Record excerpts:
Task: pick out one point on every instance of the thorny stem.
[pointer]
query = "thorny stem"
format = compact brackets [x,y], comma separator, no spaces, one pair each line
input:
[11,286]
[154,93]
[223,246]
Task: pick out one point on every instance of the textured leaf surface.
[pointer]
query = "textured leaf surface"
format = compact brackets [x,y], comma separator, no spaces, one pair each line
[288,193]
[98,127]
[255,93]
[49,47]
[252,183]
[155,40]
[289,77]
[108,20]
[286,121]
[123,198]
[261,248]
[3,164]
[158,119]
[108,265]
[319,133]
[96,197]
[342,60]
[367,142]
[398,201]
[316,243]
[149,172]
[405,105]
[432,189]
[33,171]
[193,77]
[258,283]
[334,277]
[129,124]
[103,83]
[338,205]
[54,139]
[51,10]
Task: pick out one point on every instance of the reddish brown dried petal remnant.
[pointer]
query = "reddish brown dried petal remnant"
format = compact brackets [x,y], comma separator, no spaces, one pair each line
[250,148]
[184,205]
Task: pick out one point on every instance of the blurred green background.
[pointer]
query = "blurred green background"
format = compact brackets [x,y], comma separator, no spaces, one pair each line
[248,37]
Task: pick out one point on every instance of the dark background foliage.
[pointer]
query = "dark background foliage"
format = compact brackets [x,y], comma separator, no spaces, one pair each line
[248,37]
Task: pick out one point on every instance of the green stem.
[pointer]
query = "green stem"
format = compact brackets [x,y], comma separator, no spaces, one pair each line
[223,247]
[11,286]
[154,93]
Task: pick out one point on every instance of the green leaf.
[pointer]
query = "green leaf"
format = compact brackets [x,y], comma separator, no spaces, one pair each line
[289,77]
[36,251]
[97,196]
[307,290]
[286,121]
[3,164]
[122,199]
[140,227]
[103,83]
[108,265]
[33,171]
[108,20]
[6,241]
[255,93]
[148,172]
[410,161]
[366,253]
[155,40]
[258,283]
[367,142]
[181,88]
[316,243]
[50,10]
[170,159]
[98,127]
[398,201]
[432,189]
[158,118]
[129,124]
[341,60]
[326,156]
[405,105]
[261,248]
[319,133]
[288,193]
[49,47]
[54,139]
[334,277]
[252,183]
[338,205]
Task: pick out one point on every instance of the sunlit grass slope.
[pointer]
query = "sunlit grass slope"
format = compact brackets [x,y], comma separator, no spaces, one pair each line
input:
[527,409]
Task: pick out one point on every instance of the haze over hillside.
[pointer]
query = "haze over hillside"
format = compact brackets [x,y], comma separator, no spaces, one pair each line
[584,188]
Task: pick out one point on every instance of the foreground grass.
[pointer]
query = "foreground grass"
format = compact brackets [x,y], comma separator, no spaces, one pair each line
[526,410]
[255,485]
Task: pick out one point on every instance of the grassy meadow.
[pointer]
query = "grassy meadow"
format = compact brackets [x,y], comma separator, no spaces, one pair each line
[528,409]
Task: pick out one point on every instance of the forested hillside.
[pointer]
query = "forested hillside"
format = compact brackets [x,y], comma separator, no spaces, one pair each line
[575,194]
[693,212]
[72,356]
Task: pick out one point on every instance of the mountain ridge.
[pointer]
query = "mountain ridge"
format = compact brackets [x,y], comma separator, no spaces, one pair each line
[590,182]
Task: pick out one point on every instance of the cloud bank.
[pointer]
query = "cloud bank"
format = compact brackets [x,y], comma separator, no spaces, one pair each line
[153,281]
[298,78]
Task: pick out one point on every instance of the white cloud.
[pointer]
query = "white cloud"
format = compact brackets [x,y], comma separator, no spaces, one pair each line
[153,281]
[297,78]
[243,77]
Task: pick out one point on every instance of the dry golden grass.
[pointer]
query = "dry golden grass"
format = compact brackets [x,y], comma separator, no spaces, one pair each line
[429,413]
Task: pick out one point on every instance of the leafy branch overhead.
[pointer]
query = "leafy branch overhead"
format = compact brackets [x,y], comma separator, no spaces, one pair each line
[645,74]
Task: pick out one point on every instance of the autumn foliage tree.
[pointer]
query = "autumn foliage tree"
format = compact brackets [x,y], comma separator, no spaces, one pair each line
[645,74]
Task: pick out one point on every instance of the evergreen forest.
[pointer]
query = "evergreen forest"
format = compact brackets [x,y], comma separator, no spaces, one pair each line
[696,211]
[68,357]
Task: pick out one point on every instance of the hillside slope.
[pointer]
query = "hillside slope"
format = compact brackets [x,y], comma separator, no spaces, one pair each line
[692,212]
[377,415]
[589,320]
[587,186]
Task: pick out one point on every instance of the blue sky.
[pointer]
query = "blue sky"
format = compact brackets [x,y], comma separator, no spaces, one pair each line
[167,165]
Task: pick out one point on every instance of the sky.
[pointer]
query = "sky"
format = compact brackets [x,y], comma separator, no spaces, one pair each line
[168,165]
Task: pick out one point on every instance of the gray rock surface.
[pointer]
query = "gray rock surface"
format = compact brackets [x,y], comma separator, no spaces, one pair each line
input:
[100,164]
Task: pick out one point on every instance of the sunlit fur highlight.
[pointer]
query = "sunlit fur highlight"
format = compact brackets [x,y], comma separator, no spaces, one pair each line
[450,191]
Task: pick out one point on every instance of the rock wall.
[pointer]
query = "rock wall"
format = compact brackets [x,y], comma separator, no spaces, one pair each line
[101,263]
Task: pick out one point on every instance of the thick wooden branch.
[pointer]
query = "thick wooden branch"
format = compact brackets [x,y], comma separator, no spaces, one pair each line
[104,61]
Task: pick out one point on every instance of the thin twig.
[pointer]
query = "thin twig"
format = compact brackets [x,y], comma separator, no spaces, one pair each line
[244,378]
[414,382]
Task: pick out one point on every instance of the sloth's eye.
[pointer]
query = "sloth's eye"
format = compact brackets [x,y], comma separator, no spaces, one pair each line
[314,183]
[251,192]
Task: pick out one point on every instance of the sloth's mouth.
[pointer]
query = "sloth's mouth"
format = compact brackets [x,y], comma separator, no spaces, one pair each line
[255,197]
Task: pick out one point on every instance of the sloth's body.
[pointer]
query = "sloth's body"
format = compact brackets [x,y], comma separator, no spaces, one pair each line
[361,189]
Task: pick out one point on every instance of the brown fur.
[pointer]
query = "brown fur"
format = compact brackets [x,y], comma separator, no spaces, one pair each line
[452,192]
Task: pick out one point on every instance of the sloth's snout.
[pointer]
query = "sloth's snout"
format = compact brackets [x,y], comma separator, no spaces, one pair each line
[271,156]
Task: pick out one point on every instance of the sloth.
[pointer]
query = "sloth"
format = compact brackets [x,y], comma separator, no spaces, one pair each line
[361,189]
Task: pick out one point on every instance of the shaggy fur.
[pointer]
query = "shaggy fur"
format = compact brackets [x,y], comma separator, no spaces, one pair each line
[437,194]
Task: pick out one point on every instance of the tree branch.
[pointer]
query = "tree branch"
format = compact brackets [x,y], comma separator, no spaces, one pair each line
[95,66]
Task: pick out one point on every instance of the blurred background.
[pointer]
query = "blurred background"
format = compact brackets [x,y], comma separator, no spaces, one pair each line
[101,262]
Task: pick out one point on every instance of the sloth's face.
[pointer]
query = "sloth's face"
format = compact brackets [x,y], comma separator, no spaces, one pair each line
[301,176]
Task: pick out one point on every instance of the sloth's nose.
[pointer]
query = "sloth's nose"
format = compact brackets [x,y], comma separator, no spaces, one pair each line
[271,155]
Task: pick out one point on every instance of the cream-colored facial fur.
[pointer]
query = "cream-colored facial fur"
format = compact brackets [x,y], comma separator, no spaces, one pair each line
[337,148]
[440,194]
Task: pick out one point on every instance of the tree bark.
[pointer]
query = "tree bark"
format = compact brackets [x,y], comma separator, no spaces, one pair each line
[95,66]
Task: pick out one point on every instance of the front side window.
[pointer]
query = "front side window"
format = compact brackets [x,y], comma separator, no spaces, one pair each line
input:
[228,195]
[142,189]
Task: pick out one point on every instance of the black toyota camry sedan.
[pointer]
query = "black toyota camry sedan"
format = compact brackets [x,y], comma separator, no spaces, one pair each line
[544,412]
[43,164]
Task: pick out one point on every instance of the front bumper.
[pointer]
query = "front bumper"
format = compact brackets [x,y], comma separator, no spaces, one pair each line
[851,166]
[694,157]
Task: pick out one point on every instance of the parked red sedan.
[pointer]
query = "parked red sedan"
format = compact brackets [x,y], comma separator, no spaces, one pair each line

Exercise prompt: Reproduce exactly the line containing "the sloth's face." and every line after it through the end of the records above, and nothing else.

Full answer:
Task: pick out one point on every instance of the sloth's face.
[pointer]
query = "sloth's face"
format = compact brackets [x,y], comma separator, no spaces, one pair each line
[301,176]
Task: pick out one point on every instance of the sloth's nose.
[pointer]
query = "sloth's nose"
format = compact brackets [x,y], comma separator, no spaces, one pair each line
[271,155]
Task: pick out one point on every instance of the cream-colored facial fur.
[pointer]
query = "cream-colored facial fur"
format = compact brackets [x,y], comma separator, no spaces, one pair each line
[337,148]
[440,194]
Task: pick out one point on every instance of the tree bark.
[pointer]
query = "tree bark"
format = compact brackets [x,y], comma separator, no spaces, one pair each line
[95,66]
Task: pick out one point on every instance of the front side window.
[pointer]
query = "front side window"
format = compact brackets [x,y], comma separator, no spaces, one pair each line
input:
[228,195]
[142,189]
Task: pick out one point on every instance of the black toyota camry sedan.
[pointer]
query = "black toyota camry sedan"
format = compact brackets [x,y], comma separator, no spaces, one pair each line
[544,412]
[43,164]
Task: pick out one point on every instance of the front bumper.
[pointer]
query = "front bumper"
format = compact brackets [x,y], comma separator, no spaces, one pair each line
[851,166]
[694,157]
Task: pick out one point on every instance of the parked red sedan.
[pointer]
query = "parked red sedan"
format = compact brackets [x,y], comma separator, no spaces, one pair each line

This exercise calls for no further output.